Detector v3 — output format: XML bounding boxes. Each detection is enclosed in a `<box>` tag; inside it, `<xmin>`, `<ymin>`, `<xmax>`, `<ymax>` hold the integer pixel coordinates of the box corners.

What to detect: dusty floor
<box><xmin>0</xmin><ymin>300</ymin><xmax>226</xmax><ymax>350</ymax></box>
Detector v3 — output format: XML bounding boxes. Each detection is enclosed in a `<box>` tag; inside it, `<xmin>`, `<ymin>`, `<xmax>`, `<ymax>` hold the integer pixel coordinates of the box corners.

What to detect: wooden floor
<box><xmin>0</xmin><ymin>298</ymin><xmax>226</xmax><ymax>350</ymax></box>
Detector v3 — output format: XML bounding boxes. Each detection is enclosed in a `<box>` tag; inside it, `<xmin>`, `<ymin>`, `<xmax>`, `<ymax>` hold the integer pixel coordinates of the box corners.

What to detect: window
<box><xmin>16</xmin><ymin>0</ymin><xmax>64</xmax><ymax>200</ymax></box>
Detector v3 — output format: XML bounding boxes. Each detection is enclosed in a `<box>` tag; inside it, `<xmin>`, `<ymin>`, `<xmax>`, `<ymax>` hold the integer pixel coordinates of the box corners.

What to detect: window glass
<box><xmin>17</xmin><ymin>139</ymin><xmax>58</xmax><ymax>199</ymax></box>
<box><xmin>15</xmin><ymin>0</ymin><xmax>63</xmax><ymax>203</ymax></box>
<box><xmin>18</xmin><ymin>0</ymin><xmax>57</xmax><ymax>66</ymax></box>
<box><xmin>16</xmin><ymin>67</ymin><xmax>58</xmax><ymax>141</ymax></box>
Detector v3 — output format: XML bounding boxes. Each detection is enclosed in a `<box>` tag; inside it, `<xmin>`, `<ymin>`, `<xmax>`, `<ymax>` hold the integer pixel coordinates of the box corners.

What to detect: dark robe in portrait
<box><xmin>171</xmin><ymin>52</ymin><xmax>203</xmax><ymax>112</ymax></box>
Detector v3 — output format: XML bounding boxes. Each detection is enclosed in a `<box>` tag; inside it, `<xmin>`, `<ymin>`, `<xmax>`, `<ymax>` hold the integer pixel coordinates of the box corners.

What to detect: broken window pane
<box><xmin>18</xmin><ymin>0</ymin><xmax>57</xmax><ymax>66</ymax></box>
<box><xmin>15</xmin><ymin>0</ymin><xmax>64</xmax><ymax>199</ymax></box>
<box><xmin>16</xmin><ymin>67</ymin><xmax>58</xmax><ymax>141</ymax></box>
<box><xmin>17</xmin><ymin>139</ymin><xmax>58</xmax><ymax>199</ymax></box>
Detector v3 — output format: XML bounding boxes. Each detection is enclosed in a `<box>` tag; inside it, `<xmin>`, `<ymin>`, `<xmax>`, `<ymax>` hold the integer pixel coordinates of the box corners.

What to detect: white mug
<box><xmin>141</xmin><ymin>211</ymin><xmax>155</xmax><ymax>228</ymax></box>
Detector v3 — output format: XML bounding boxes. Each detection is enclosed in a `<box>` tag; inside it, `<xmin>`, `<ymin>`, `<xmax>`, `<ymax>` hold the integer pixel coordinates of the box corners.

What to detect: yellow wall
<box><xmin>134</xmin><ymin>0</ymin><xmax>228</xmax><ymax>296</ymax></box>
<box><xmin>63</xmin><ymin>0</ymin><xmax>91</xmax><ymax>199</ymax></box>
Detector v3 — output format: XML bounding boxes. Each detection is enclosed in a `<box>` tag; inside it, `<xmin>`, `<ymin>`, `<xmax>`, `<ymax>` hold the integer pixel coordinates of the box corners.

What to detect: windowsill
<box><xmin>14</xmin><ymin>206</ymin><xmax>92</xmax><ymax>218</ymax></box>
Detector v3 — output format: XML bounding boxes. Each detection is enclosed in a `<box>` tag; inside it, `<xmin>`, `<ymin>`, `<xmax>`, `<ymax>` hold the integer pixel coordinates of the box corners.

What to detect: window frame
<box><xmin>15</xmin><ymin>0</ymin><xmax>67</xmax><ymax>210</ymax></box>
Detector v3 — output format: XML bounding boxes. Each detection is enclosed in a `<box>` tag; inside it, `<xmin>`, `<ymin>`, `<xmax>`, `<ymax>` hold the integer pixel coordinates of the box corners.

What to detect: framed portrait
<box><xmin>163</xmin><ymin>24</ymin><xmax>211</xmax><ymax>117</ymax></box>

· · · · · · ·

#### [Instructions to follow]
Locate every line above that holds the word "floor" and copy each one. Case counts.

#### [Written reply]
What to detect: dusty floor
What to detect: wooden floor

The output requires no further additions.